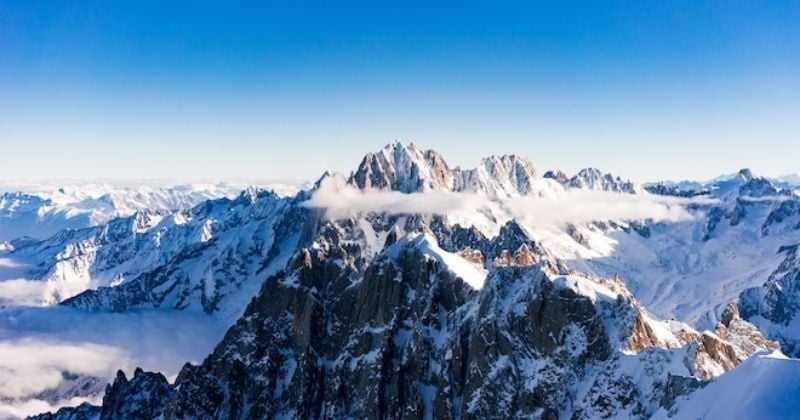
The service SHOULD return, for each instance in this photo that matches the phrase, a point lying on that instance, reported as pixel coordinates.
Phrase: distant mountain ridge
(418, 315)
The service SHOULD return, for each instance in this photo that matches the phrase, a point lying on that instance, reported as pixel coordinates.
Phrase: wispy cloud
(573, 206)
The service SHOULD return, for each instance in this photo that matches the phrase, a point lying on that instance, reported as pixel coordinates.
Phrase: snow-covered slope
(766, 386)
(444, 292)
(210, 258)
(41, 210)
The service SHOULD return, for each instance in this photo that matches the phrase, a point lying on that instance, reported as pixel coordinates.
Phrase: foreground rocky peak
(596, 180)
(402, 333)
(404, 168)
(407, 168)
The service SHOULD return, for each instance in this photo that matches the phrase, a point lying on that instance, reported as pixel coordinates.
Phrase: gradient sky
(186, 90)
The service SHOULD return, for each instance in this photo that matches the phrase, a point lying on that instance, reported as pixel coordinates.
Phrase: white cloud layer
(572, 207)
(38, 344)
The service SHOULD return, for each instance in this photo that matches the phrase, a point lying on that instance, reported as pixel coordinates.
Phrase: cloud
(571, 207)
(29, 366)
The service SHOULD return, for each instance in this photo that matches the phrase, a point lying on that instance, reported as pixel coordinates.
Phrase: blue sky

────

WHAT YOU ARE ASKED TO DO: Output each record verbatim, but skip anything that is a picture.

EXPECTED ANSWER:
The service SHOULD return, for each instance in this photo that matches the phrase, a point lying on that instance, reported as pixel coordinates.
Phrase: distant mountain ridge
(418, 315)
The service SHOULD return, for each instance in this photo that matches the phrase, a point lying on that instance, reported as pixel coordinates.
Phrase: wispy cloud
(573, 206)
The service SHOULD return, for each instance in this photo that matches the phrase, a point lying on that instance, reported as pixel coordinates.
Phrase: snow-covered slope
(766, 386)
(444, 292)
(210, 258)
(41, 210)
The service SHOULD return, for each instance in this photo that matches the phrase, a point lying on that instance, reported as pixel coordinates.
Phrase: foreground rocky peak
(596, 180)
(402, 333)
(404, 168)
(407, 168)
The service SHOULD return, for each instance in this photo that matches the phrase, a point lying on that instance, reported as pixel coordinates.
Phrase: gradient sky
(186, 90)
The service SHOULD return, for each instance in this photo that matches the phrase, a point lying on that instance, reported as pixel coordinates.
Phrase: white cloud layer
(572, 207)
(38, 344)
The service SHOULD return, for each instance in this photo that matches the phrase, a point lying on that instance, reported as pixel coordinates.
Phrase: cloud
(571, 207)
(29, 366)
The service SHOULD return, for each instance in this photo that matches the phrase, a point lying on that instance, reported as pixel coordinates.
Phrase: blue sky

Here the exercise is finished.